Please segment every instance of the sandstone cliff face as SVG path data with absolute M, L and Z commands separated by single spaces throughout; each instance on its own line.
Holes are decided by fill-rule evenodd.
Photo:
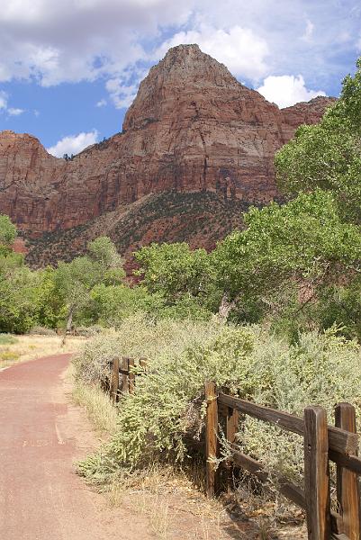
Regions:
M 0 133 L 0 212 L 36 237 L 168 190 L 264 203 L 276 195 L 275 152 L 329 103 L 280 111 L 198 46 L 181 45 L 140 84 L 122 132 L 71 161 L 30 135 Z

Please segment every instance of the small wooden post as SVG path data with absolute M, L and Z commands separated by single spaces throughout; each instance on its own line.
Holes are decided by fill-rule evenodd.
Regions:
M 129 379 L 128 379 L 129 380 L 129 393 L 133 393 L 134 386 L 135 386 L 135 373 L 133 371 L 134 358 L 129 359 L 128 366 L 129 366 Z
M 140 358 L 140 366 L 141 369 L 144 369 L 144 371 L 147 369 L 147 358 Z
M 206 492 L 214 497 L 216 490 L 216 464 L 218 447 L 218 403 L 214 382 L 205 382 L 207 413 L 205 420 Z
M 122 393 L 129 392 L 129 358 L 122 357 Z
M 239 412 L 236 409 L 228 407 L 226 419 L 226 438 L 230 444 L 235 441 L 236 433 L 239 430 Z M 227 464 L 227 490 L 230 493 L 232 489 L 232 465 L 231 463 Z
M 326 410 L 304 410 L 304 497 L 309 540 L 330 536 L 329 436 Z
M 356 433 L 355 407 L 338 403 L 335 408 L 335 425 L 346 431 Z M 357 475 L 338 465 L 337 495 L 342 516 L 343 533 L 349 540 L 360 540 L 360 489 Z
M 118 400 L 118 390 L 119 390 L 119 358 L 114 358 L 113 362 L 113 373 L 112 373 L 112 400 L 116 403 Z

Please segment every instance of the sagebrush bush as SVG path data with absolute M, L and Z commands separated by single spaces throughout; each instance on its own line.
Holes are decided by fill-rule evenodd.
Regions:
M 121 400 L 111 442 L 81 464 L 86 475 L 104 479 L 119 467 L 141 467 L 160 457 L 182 461 L 189 437 L 199 436 L 203 428 L 206 380 L 299 416 L 307 405 L 321 405 L 329 424 L 335 404 L 349 401 L 357 408 L 361 428 L 360 348 L 332 331 L 303 334 L 297 345 L 289 346 L 258 327 L 170 321 L 152 327 L 144 320 L 126 325 L 125 334 L 103 338 L 102 343 L 95 338 L 77 361 L 78 370 L 95 381 L 109 354 L 149 357 L 135 393 Z M 238 443 L 270 471 L 301 481 L 302 437 L 247 417 Z

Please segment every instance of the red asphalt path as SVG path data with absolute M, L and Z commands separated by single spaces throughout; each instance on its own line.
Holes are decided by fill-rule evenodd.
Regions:
M 64 392 L 69 357 L 0 372 L 0 540 L 149 538 L 141 519 L 114 516 L 74 473 L 92 442 Z

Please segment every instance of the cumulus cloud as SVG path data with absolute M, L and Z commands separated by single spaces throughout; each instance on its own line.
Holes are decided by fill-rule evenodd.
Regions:
M 140 35 L 184 23 L 194 0 L 22 0 L 0 11 L 0 81 L 43 86 L 113 76 L 146 56 Z
M 23 114 L 23 112 L 24 112 L 24 110 L 17 109 L 16 107 L 10 107 L 7 110 L 7 112 L 10 114 L 10 116 L 19 116 L 20 114 Z
M 181 43 L 198 43 L 203 52 L 225 64 L 235 76 L 257 80 L 268 69 L 268 45 L 249 28 L 235 25 L 223 30 L 202 24 L 199 30 L 176 33 L 156 54 L 160 58 L 170 47 Z
M 0 112 L 5 112 L 10 116 L 19 116 L 25 111 L 23 109 L 18 109 L 8 106 L 9 95 L 4 90 L 0 90 Z
M 309 90 L 302 75 L 267 76 L 257 91 L 281 108 L 309 101 L 317 95 L 326 95 L 323 90 Z
M 314 31 L 314 24 L 313 24 L 313 22 L 311 22 L 311 21 L 310 21 L 308 19 L 307 23 L 306 23 L 306 29 L 304 31 L 304 34 L 302 35 L 302 40 L 304 41 L 310 43 L 311 41 L 313 31 Z
M 108 81 L 111 102 L 128 106 L 167 47 L 197 42 L 240 80 L 275 73 L 340 80 L 338 59 L 361 49 L 359 1 L 12 0 L 0 11 L 0 83 L 42 86 Z M 351 14 L 351 16 L 349 15 Z M 317 32 L 315 32 L 317 29 Z M 335 49 L 337 54 L 329 51 Z M 351 50 L 351 48 L 352 50 Z
M 68 135 L 47 149 L 50 154 L 52 154 L 56 158 L 62 158 L 64 154 L 68 154 L 68 156 L 78 154 L 86 147 L 95 144 L 97 141 L 98 135 L 99 133 L 96 130 L 93 130 L 87 133 L 83 131 L 78 135 Z
M 117 109 L 129 107 L 138 90 L 138 84 L 127 84 L 123 77 L 113 78 L 107 81 L 106 89 L 113 103 Z

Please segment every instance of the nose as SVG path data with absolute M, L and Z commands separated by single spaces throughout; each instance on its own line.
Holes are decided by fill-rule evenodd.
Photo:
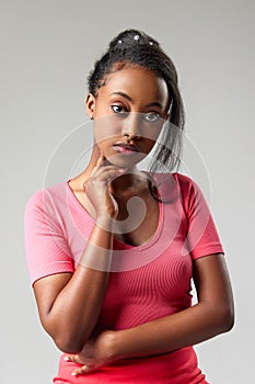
+===+
### Goal
Turn every line of the items above into a numbered list, skipping the blank lines and leaving out the pictures.

### Task result
1. Please segment every instance of the sandstone cliff face as SVG path data with absolute M, L and Z commands separated by single spaces throughout; each instance on its own line.
2. Holes are decided by fill-rule evenodd.
3. Photo:
4. Regions:
5. M 0 133 L 0 212 L 36 237 L 168 190 L 264 203 L 276 195 L 275 152 L 329 103 L 280 111 L 198 46 L 181 45 L 140 84 L 122 132 L 71 161 L 30 135 Z
6. Please segment every instance of the small wooden post as SVG path data with absolute M, L and Z commands separated by single spaces throughout; each instance on its own line.
7. Holes are decided by fill-rule evenodd.
8. Regions:
9. M 129 379 L 128 379 L 129 380 L 129 393 L 133 393 L 134 386 L 135 386 L 135 373 L 133 371 L 134 358 L 129 359 L 128 366 L 129 366 Z
10. M 140 358 L 140 366 L 141 369 L 144 369 L 144 371 L 147 369 L 147 358 Z
11. M 206 492 L 214 497 L 216 490 L 216 464 L 218 447 L 218 403 L 214 382 L 205 382 L 207 413 L 205 420 Z
12. M 122 393 L 129 392 L 129 358 L 122 357 Z
13. M 239 412 L 236 409 L 228 407 L 226 419 L 226 438 L 230 444 L 235 441 L 236 433 L 239 430 Z M 227 464 L 227 490 L 230 493 L 232 489 L 232 465 L 231 463 Z
14. M 326 410 L 304 410 L 304 497 L 309 540 L 330 536 L 329 436 Z
15. M 356 433 L 355 407 L 338 403 L 335 408 L 335 425 L 346 431 Z M 357 475 L 338 465 L 337 495 L 342 516 L 343 533 L 349 540 L 360 540 L 360 489 Z
16. M 118 400 L 118 390 L 119 390 L 119 358 L 114 358 L 113 362 L 113 373 L 112 373 L 112 400 L 116 403 Z
17. Please segment every instance of the sagebrush bush as SVG path data with absolute M, L and Z commands separated by single spaces throughout; each instance on its own line.
18. Holes are decided by fill-rule evenodd.
19. Regions:
20. M 121 400 L 111 442 L 81 464 L 86 475 L 104 479 L 119 467 L 141 467 L 160 457 L 182 461 L 189 437 L 199 436 L 203 428 L 206 380 L 299 416 L 307 405 L 321 405 L 329 424 L 335 404 L 349 401 L 357 408 L 361 428 L 360 348 L 332 331 L 303 334 L 297 345 L 289 346 L 258 327 L 170 321 L 152 327 L 144 320 L 126 325 L 125 334 L 103 338 L 102 343 L 95 338 L 77 361 L 78 370 L 95 381 L 109 354 L 149 357 L 135 393 Z M 238 443 L 270 471 L 301 481 L 302 437 L 247 417 Z
21. Please segment every instance of the red asphalt path as SVG path data with absolute M, L and Z commands separated by single spaces throughout; each instance on its own line.
22. Holes are decided by fill-rule evenodd.
23. Regions:
24. M 64 392 L 69 357 L 0 372 L 0 540 L 149 538 L 141 519 L 114 516 L 74 473 L 92 442 Z
25. Please segment every instance of the cumulus cloud as SVG path data with absolute M, L and Z commands separated by single spaces throughout; each instance on its own line.
26. Holes are decided by fill-rule evenodd.
27. Regions:
28. M 140 35 L 184 23 L 194 0 L 22 0 L 0 11 L 0 81 L 43 86 L 113 76 L 146 56 Z
29. M 23 114 L 23 112 L 24 112 L 24 110 L 17 109 L 16 107 L 10 107 L 7 110 L 7 112 L 10 114 L 10 116 L 19 116 L 20 114 Z
30. M 181 43 L 198 43 L 203 52 L 225 64 L 235 76 L 257 80 L 268 69 L 268 45 L 249 28 L 235 25 L 223 30 L 202 24 L 199 30 L 176 33 L 156 54 L 160 58 L 170 47 Z
31. M 0 112 L 5 112 L 10 116 L 19 116 L 25 111 L 23 109 L 18 109 L 8 106 L 9 95 L 4 90 L 0 90 Z
32. M 309 90 L 302 75 L 267 76 L 257 91 L 281 108 L 309 101 L 317 95 L 326 95 L 323 90 Z
33. M 314 31 L 314 24 L 313 24 L 313 22 L 311 22 L 311 21 L 310 21 L 308 19 L 307 23 L 306 23 L 306 29 L 304 31 L 304 34 L 302 35 L 302 40 L 304 41 L 310 43 L 311 41 L 313 31 Z
34. M 108 81 L 111 102 L 128 106 L 167 47 L 197 42 L 240 80 L 275 73 L 340 80 L 338 59 L 361 49 L 359 1 L 12 0 L 0 11 L 0 83 L 42 86 Z M 351 14 L 351 16 L 349 15 Z M 317 32 L 315 32 L 317 29 Z M 335 49 L 337 54 L 329 51 Z M 351 50 L 351 48 L 352 50 Z
35. M 68 135 L 47 149 L 50 154 L 52 154 L 56 158 L 62 158 L 64 154 L 68 154 L 68 156 L 78 154 L 86 147 L 95 144 L 97 141 L 98 135 L 99 133 L 96 130 L 93 130 L 87 133 L 83 131 L 78 135 Z
36. M 117 109 L 129 107 L 138 90 L 138 84 L 127 84 L 123 77 L 113 78 L 107 81 L 106 89 L 113 103 Z
37. Please segment every instance of the nose as SVG path data with absolute M, L and Z commands separated by single spaces throughout; each instance on its own line.
38. Holes are decided by fill-rule evenodd.
39. Photo:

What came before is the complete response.